Records from a collection:
· · ·
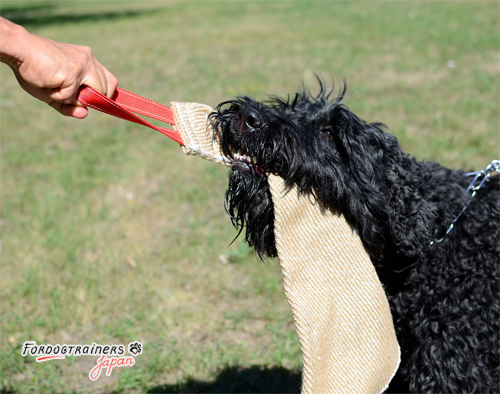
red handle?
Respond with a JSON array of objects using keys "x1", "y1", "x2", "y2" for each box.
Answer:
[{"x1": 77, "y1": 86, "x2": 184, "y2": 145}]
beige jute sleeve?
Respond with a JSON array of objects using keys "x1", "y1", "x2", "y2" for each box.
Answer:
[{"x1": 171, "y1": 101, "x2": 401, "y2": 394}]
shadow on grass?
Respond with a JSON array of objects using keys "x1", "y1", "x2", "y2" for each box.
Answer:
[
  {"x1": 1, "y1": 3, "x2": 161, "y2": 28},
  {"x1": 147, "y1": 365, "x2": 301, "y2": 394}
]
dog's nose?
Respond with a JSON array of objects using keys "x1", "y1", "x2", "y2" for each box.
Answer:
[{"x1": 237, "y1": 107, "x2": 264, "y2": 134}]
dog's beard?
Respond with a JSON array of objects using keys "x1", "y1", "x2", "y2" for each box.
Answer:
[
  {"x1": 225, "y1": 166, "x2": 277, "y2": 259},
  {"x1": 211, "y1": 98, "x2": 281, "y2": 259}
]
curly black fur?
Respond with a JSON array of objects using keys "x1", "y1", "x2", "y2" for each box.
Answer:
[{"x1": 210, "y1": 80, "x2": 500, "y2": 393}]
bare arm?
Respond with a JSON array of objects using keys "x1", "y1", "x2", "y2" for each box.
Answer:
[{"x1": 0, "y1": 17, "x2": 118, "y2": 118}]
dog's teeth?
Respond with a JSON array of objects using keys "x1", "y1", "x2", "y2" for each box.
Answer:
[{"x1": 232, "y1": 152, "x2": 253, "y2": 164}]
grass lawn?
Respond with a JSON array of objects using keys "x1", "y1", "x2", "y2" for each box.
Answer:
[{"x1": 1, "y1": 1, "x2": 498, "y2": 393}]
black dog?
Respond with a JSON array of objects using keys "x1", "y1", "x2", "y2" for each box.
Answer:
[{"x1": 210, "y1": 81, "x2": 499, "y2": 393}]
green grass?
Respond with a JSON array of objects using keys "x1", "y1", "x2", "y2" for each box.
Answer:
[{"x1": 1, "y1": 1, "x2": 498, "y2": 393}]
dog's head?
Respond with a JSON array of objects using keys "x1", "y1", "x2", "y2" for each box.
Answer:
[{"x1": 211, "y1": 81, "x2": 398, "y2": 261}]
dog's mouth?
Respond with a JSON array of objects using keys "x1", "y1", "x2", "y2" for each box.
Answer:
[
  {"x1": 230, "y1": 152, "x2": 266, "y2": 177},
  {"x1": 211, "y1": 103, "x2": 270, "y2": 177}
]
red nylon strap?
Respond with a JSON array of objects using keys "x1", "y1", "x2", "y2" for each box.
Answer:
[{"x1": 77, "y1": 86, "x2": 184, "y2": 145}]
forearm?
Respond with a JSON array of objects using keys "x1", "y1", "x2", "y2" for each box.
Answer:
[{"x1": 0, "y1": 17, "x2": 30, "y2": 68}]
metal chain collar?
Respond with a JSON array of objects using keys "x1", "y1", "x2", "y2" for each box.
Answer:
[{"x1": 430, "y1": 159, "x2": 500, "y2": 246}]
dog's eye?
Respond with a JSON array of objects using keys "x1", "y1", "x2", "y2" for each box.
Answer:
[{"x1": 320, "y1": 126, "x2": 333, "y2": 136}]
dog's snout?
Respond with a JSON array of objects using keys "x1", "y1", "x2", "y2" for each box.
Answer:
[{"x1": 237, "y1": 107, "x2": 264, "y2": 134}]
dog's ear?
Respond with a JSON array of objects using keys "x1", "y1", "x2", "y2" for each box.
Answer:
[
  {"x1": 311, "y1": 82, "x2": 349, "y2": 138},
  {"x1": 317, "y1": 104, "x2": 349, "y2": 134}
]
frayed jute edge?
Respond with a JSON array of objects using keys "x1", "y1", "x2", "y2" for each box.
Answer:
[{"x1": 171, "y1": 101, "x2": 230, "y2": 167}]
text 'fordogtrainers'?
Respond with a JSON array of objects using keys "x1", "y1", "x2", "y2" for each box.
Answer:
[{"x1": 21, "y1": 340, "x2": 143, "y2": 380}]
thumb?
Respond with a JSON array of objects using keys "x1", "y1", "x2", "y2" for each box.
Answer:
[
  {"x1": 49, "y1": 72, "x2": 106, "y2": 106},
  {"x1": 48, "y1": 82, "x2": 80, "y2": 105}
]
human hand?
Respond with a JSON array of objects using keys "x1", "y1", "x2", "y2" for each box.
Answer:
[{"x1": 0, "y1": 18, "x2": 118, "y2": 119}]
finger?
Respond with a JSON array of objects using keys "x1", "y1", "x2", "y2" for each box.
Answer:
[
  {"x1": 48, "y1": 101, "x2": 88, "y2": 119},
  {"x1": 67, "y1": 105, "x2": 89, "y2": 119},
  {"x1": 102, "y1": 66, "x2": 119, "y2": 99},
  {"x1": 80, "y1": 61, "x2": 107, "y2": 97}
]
· · ·
Check every line of the data above for the string "grass", and copy those that have it.

ANSWER AREA –
shadow on grass?
grass lawn?
green grass?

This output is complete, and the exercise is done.